• WHAT THIS TASK INVOLVES
Copy out all the lines of the data that hold the word "instance".

• GIVEN DATA
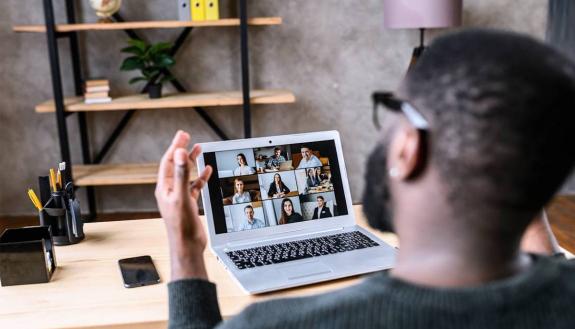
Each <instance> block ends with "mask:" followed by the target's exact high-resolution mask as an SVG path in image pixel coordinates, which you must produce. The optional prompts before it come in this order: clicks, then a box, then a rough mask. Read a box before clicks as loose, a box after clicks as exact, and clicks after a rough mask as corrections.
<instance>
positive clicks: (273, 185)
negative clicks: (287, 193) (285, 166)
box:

• OUTPUT FOR THIS TASK
Each <instance> block ends with "mask:" followed by the target's exact high-resolution mask as an SVG path in image pixel coordinates, which you must produce. The optional prompts before it come in this order: clicks, then a box, then a rough mask. Read a box before clicks as loose, a box after clicks as exact, and clicks after a rough mask as corrections.
<instance>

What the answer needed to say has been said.